• **EXERCISE BRIEF**
Could you give back the entries from the line that has "the concrete post" through the last entry, with "bush" changed to "shrub" and nothing else altered?

• **LISTED ENTRIES**

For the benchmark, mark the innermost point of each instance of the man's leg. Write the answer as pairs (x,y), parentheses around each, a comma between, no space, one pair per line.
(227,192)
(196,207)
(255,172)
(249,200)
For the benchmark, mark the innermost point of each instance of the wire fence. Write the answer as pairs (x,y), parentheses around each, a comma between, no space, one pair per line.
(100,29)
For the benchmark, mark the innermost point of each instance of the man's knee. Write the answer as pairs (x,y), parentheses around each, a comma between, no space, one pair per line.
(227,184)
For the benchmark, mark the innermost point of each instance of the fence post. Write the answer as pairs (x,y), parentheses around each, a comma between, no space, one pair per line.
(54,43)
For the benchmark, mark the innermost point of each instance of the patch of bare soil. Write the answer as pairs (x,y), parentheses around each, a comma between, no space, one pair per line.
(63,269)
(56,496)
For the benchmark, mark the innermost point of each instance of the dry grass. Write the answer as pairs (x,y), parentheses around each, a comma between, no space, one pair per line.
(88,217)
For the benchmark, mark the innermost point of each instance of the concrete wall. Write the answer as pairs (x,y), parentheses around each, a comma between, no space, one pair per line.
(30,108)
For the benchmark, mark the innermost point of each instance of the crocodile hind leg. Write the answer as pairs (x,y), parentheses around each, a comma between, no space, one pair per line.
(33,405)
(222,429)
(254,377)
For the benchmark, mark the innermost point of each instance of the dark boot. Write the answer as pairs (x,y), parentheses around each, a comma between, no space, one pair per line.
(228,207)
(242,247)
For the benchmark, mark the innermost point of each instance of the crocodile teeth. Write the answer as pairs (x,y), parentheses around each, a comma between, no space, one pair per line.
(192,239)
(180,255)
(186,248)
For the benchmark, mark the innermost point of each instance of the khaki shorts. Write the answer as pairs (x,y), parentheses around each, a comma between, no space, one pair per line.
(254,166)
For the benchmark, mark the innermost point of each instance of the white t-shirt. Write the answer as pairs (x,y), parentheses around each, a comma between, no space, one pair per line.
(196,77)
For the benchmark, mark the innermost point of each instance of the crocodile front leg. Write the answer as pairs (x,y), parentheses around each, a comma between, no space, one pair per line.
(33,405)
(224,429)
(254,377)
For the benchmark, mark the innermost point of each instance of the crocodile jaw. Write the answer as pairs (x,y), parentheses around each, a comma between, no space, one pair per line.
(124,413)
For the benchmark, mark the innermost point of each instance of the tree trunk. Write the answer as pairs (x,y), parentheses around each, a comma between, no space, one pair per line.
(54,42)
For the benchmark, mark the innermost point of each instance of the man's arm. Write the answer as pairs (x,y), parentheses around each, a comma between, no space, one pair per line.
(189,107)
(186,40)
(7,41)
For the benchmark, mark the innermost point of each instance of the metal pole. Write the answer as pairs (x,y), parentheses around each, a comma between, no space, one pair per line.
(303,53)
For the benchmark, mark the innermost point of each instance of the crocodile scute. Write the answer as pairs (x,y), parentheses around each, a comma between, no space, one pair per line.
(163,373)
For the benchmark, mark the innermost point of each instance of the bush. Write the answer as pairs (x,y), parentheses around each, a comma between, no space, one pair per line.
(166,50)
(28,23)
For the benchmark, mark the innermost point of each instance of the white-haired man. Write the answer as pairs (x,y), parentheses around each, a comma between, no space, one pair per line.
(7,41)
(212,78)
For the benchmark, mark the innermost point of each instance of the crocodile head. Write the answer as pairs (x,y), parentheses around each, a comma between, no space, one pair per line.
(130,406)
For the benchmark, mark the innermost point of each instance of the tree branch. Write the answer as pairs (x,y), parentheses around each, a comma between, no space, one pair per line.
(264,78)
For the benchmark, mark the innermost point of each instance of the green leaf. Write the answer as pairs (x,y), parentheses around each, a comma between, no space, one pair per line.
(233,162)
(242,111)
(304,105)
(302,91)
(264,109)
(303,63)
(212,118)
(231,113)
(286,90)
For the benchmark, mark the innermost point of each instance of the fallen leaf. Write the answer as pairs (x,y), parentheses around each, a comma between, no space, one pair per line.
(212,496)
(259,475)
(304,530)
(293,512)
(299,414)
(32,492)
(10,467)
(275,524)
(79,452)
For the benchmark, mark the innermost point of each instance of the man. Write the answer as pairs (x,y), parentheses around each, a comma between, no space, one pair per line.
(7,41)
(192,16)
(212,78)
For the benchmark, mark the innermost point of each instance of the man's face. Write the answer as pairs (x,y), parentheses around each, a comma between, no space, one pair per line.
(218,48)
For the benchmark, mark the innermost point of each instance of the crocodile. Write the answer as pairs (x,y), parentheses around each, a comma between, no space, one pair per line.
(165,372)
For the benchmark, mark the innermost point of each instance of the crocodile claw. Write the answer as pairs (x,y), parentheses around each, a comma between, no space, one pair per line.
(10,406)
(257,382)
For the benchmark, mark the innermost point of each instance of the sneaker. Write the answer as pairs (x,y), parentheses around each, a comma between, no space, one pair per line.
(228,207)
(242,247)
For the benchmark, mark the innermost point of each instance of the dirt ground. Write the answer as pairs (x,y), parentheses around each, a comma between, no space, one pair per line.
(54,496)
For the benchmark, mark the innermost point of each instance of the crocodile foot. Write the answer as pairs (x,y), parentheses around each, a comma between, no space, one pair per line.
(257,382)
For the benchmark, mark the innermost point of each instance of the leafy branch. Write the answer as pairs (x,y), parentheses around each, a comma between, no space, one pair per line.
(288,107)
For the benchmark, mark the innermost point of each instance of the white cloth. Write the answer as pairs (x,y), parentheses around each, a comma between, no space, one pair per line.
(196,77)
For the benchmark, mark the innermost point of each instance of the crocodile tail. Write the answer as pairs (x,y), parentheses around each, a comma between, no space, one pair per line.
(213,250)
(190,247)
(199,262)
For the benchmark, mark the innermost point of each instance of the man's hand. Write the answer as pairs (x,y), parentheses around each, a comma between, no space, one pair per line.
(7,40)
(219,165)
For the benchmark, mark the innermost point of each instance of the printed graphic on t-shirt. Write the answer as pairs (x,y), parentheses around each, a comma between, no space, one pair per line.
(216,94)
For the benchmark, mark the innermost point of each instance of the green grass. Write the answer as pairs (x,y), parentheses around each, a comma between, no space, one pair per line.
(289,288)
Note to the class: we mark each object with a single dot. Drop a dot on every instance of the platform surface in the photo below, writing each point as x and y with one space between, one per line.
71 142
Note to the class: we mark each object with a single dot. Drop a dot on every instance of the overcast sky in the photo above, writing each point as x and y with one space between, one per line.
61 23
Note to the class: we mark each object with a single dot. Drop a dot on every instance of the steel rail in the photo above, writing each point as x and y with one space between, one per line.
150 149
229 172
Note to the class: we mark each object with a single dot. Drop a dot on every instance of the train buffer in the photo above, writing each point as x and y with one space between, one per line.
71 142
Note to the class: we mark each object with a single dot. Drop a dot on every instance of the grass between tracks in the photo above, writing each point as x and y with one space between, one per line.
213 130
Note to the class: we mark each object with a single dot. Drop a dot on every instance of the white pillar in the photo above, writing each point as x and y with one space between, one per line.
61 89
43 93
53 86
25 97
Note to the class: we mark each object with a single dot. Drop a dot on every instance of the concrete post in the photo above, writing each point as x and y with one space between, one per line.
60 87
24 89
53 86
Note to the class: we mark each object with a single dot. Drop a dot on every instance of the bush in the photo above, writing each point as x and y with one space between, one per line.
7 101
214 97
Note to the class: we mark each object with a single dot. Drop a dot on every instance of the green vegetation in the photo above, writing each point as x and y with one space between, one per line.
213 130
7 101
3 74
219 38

• **ANSWER TO THIS PROBLEM**
Note to the class: we mark each object with a single dot. Drop a dot on every instance of the concrete post in the photo above, writing each point as x and y with one space between, one per line.
60 87
24 89
53 86
Note to the class: we mark each object with a single dot. Drop a dot on every instance of the shrub in the photo above, writing each point as x and y with one space between, one per line.
7 101
214 97
Note to the class: we mark each object with a single dot. Drop a dot on every instance of the green vegetation in the photo above, writing each point as x and y with one space between, one per line.
213 130
7 101
3 74
219 38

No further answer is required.